- Opening Delimiter -
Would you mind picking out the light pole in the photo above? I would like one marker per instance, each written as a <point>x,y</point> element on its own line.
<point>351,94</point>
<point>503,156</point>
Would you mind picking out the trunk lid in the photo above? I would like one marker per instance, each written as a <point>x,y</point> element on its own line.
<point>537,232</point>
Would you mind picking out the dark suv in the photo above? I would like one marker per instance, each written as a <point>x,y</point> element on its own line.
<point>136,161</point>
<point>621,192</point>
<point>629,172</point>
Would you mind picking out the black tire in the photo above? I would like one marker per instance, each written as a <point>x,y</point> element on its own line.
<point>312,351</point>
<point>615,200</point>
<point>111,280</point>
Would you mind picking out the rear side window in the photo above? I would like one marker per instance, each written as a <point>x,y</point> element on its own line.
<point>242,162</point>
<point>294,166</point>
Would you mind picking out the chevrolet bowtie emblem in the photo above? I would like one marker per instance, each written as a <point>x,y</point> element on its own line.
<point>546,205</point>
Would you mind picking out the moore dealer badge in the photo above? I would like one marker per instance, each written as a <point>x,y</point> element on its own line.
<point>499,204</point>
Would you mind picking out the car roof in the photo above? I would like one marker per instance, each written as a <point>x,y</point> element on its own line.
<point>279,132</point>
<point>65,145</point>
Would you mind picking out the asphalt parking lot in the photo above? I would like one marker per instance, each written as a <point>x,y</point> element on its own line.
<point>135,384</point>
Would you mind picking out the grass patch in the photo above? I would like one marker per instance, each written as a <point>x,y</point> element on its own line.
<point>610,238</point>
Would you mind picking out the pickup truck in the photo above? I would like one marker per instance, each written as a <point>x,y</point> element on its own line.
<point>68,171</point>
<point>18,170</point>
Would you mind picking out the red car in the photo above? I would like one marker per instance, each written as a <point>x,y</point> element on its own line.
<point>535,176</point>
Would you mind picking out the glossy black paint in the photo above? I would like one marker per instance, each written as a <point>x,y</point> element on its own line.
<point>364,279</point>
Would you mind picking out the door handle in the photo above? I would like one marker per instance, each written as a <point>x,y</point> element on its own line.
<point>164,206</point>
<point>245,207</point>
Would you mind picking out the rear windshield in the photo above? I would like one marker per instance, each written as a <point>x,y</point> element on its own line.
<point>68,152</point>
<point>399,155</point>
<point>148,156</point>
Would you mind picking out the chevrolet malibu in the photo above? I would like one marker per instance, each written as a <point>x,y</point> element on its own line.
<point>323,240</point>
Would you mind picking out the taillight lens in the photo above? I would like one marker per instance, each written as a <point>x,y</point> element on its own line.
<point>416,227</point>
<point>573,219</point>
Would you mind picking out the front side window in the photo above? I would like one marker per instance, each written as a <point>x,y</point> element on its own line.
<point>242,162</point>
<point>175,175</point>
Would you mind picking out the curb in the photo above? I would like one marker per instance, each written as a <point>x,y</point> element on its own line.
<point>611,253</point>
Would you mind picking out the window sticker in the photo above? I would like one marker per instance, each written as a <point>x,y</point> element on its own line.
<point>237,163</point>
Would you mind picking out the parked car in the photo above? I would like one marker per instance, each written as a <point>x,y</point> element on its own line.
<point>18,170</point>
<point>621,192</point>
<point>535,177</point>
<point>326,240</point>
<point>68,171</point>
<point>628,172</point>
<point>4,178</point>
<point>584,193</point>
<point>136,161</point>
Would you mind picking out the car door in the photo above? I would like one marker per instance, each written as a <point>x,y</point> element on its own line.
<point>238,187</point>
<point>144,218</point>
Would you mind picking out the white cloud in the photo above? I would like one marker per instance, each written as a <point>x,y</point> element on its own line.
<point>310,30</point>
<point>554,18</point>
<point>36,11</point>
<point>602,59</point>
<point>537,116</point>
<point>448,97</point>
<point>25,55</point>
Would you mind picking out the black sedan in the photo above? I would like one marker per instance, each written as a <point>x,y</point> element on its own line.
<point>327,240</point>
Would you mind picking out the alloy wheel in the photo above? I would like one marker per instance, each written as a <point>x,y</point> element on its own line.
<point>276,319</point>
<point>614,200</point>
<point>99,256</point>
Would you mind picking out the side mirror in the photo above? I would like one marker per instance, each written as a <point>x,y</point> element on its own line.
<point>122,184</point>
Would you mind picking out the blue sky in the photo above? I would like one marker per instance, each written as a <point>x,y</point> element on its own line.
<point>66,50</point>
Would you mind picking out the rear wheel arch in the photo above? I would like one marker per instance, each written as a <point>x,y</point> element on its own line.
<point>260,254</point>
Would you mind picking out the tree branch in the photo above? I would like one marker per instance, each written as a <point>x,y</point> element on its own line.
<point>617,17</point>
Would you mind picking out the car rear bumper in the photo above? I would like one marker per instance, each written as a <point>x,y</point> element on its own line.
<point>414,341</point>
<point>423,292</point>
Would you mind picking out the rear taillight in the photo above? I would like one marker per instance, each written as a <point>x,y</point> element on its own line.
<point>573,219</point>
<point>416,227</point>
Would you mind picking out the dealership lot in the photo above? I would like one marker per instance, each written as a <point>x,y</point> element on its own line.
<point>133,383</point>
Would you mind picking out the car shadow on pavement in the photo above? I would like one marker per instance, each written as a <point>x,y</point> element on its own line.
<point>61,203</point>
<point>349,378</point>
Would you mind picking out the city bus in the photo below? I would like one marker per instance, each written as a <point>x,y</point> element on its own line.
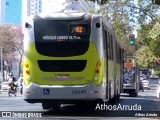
- Closing Delimiter -
#### EXERCISE INSTRUCTIONS
Write out the data above precisely. Pictures stay out.

#### RESPONSE AREA
Would you mind picking out the light pole in the photo above? I would like one marker per instance, each written as a <point>x,y</point> element on its own line.
<point>351,94</point>
<point>503,156</point>
Would you mind picking out the trunk lid in the photo above? I would like one marker per instance, each written as a <point>x,y</point> element on its own line.
<point>537,232</point>
Would you mind picking out the dark suv in the photo above? I would like one marker per instance, each written as a <point>x,y</point> element on its own line.
<point>136,161</point>
<point>621,192</point>
<point>629,172</point>
Would you mind picking out the black tire in the photo above? I would like one marker per instance, each written as a <point>x,y</point> element on its own line.
<point>312,351</point>
<point>615,200</point>
<point>111,280</point>
Would you mind picking out the rear side window in the photo above? I would like one marker per instance, each written as a <point>x,y</point> element on its own line.
<point>242,162</point>
<point>294,166</point>
Would you mind picking out the chevrolet bowtie emblem in the photo above? I would like one marker per instance, each written as a <point>x,y</point> element on its own line.
<point>546,205</point>
Would you mind picking out the moore dealer badge in the photo above? I would like one marker per instance, each written as a <point>x,y</point> element on its own line.
<point>499,204</point>
Would you mind picking out the car roof in the photo above? I would like one marker per instance, each written as a <point>x,y</point> element on its own line.
<point>279,132</point>
<point>65,145</point>
Would you mind picking out the asphalt parking lot in the photo above? I would like one marker per instance, each written as a <point>x,y</point> element on its own line.
<point>135,384</point>
Would you mind picking out the grass patch in the photo above? I would like one marker per instance, each written as a <point>x,y</point> element on its own line.
<point>610,238</point>
Would you mind picking out the pickup truck in the photo above? I would like one marker per instance, each written as a <point>x,y</point> element on its own line.
<point>68,171</point>
<point>18,170</point>
Would you mind picking out the red car in the photo above? I would like one marker per instance, each written as a <point>x,y</point> element on its own line.
<point>535,176</point>
Would you mind picking out the glossy black paint in the photo above? I would like one marker per instance, each written as a <point>x,y</point> element on its own line.
<point>364,279</point>
Would you mind picking out the door handle in the photo above? I would like one marker per instance, each written as a <point>x,y</point> element on its own line.
<point>164,206</point>
<point>245,207</point>
Would you mind picking out the rear windshield in the photo above? I would like one marker per instance, each written as a <point>x,y</point> element on its own line.
<point>68,152</point>
<point>399,155</point>
<point>148,156</point>
Would you mind picking out the chevrolet malibu in the photo above? I would like one marker per instance, each written as a <point>x,y</point> element on its own line.
<point>323,240</point>
Would you mind picking out the taillight lens in the photo above? I would like one marker per instance, each written as a <point>x,y</point> element on its own line.
<point>416,227</point>
<point>573,219</point>
Would you mind picking out the front side window in the photo above? I would like one marker per instance, each written as a <point>x,y</point> element on its own line.
<point>242,162</point>
<point>175,175</point>
Would you mind picking out the curb in the photo above? I would like one marker per instance, each written as a <point>x,y</point> element on its own line.
<point>611,253</point>
Would you mind picking out the window sticker in the photo above? I would like one marker per instance, each written as a <point>x,y</point> element on its own line.
<point>237,163</point>
Would you mind picking out the parked car in the photo above? I would like one marker per instance, each written as a <point>x,y</point> element on its own line.
<point>18,170</point>
<point>621,192</point>
<point>535,177</point>
<point>326,240</point>
<point>68,171</point>
<point>628,172</point>
<point>4,178</point>
<point>584,193</point>
<point>136,161</point>
Would you mind picking out the car door in the photo above? I would like one marker per instance, each written as a <point>x,y</point> element on its own line.
<point>238,187</point>
<point>144,218</point>
Would you mind picking out the white cloud in the photo above? I would like one marker per instance, each written as a <point>x,y</point> element on its own line.
<point>310,30</point>
<point>554,18</point>
<point>36,11</point>
<point>602,59</point>
<point>537,116</point>
<point>448,97</point>
<point>25,55</point>
Would you mind picking out the black sedan in the photo above? I would like one marker per instance, each written as a <point>x,y</point> element on its own line.
<point>327,240</point>
Would you mind picking out the alloy wheel in the photo above? I would like one marker per instance, each written as a <point>x,y</point> element on its own line.
<point>276,319</point>
<point>614,200</point>
<point>99,256</point>
Would you mind picking out the side mirror in the photo above? I would like one marker per instance, each written as a <point>x,y</point> element on its own line.
<point>122,184</point>
Would you mind picking out the blue sky in the photo above? I would like one marker per instance, each written as a <point>x,y</point> element on its own line.
<point>66,50</point>
Would you mind picking out the rear wheel arch in the photo above? I would like one marker per instance, each written as a <point>x,y</point> element on its own line.
<point>260,254</point>
Would you mind picking out the tree branch in the photo above? I would like one marker per instance, each written as a <point>x,y</point> element on its own line.
<point>617,17</point>
Would you mind picking out the car rear bumper in the photo above? I would like one marker per instance, each written as a <point>x,y</point> element on its own line.
<point>414,341</point>
<point>423,292</point>
Would you mind picking out the rear taillight in the photo above? I would like one marker per instance, each written as a <point>x,y</point> element on its own line.
<point>573,219</point>
<point>416,227</point>
Would you mind picking out the dealership lot in the photo above? I would like one marker per instance, each written as a <point>x,y</point> element on its own line.
<point>133,383</point>
Would you mind picking out the car shadow on pavement in the photo above? I would like one marker per instance, each written as a <point>x,y</point> element on its own line.
<point>61,203</point>
<point>349,378</point>
Would you mind picking out the city bus in the photo below? I would like one marker per instance, each written as a <point>x,y</point> element on its own line.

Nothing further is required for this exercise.